TO BE DONE - Pick out every line in the records that contains the word "sign", and copy each of those lines.

RECORD LIST -
********

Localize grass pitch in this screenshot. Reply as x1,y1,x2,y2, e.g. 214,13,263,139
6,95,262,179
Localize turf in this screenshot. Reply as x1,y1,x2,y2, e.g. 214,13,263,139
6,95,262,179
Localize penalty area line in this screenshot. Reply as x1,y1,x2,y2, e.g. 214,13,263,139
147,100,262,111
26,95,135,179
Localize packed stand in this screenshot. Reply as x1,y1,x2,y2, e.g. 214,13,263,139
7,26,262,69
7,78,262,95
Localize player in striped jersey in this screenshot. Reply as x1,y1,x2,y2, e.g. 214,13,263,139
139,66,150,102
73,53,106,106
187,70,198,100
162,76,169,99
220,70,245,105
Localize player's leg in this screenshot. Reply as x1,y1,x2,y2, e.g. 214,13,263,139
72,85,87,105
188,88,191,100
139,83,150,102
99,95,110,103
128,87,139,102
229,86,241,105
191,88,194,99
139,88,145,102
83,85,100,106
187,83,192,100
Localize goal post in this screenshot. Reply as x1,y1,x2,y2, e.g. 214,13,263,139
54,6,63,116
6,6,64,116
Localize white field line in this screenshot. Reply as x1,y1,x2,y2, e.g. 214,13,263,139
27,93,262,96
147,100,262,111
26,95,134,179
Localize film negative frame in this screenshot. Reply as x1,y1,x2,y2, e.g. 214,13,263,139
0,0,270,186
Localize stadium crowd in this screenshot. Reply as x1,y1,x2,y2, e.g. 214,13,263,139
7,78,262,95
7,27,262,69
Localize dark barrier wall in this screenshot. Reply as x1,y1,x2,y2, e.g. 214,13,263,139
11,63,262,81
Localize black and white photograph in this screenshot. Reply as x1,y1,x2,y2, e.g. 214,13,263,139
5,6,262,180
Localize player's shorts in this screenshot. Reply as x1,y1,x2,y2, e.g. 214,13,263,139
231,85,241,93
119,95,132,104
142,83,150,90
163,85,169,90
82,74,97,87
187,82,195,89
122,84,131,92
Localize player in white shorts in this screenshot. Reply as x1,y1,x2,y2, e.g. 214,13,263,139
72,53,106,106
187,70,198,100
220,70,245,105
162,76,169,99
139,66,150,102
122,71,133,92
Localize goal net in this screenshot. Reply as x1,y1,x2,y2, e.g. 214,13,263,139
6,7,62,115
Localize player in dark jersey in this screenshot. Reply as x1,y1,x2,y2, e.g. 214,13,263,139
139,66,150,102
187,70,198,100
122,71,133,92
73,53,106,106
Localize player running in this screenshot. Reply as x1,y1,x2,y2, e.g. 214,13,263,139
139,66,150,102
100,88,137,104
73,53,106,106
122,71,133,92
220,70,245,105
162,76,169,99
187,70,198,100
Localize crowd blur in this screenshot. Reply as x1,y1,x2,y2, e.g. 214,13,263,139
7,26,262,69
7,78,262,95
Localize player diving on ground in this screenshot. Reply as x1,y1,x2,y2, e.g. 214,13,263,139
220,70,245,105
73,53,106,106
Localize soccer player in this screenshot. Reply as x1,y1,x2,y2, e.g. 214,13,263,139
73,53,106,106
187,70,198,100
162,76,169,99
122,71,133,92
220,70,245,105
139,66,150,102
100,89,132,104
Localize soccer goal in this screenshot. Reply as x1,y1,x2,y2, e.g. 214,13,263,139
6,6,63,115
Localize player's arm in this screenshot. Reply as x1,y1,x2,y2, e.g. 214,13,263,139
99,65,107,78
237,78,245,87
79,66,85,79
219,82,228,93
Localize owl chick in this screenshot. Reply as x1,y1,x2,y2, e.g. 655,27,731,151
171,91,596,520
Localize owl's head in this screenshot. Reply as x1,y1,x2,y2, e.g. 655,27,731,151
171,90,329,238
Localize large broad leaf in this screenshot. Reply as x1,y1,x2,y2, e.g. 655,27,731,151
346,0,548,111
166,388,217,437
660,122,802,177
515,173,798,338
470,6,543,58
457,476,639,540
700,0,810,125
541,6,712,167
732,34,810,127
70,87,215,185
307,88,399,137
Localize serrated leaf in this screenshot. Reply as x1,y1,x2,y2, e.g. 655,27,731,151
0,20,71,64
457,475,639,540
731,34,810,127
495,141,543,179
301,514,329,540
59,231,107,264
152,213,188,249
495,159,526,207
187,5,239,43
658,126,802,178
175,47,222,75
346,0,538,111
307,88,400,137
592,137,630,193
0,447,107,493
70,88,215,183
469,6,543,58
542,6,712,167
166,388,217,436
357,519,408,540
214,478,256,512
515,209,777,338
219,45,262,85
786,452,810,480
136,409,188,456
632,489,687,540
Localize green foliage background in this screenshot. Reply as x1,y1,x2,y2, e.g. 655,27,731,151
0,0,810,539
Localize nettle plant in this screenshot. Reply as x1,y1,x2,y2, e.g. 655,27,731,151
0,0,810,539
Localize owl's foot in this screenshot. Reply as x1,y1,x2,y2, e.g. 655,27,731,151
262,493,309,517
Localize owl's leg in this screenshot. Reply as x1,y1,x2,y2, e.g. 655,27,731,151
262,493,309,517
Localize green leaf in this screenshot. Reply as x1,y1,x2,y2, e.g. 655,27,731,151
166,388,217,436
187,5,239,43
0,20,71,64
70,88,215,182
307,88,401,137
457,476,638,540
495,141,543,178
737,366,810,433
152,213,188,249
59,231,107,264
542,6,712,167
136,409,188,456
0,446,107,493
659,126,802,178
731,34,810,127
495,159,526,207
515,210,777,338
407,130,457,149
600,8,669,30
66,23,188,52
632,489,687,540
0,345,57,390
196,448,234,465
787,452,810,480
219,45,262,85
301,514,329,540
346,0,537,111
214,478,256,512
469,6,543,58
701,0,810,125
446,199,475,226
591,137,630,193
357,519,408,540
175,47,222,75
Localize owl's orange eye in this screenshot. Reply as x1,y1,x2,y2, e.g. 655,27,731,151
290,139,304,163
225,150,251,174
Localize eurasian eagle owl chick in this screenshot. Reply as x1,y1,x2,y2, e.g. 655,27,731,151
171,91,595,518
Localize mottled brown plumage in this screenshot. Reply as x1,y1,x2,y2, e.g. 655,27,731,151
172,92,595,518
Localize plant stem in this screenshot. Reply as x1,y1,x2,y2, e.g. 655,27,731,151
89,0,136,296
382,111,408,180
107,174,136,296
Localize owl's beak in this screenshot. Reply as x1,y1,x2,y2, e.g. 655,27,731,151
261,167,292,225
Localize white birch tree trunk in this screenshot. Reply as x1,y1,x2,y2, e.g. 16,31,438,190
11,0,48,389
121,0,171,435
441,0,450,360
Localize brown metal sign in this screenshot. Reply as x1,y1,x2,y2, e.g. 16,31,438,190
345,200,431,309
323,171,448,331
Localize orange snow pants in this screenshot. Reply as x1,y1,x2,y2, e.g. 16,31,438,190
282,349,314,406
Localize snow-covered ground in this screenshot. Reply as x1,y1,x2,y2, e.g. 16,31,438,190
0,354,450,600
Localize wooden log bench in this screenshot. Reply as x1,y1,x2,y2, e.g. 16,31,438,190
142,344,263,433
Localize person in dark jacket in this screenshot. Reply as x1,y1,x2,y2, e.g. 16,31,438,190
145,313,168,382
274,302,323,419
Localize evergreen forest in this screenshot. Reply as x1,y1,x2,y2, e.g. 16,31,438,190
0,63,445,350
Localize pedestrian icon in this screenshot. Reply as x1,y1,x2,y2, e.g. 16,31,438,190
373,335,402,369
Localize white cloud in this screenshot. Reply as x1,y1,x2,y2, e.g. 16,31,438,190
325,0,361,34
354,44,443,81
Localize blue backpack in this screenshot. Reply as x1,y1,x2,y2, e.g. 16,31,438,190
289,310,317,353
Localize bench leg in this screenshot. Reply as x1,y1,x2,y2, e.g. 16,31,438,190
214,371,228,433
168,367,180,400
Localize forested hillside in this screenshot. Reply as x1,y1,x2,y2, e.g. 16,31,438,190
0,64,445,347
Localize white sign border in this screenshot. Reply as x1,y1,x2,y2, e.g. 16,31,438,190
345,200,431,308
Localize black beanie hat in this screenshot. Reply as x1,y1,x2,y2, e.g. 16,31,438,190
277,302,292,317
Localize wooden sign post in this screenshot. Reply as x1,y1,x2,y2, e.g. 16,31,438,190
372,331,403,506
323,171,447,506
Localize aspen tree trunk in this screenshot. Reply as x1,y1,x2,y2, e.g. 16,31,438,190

********

OUTPUT -
Localize brown metal sign in this screenshot. Reply as x1,y1,x2,y2, e.g. 16,31,438,190
Localize white sign border in this screenshot. Reply as x1,y1,x2,y2, e.g. 16,31,438,190
Localize wooden sign post in this screenshot. Reply as x1,y1,x2,y2, e.g. 16,31,438,190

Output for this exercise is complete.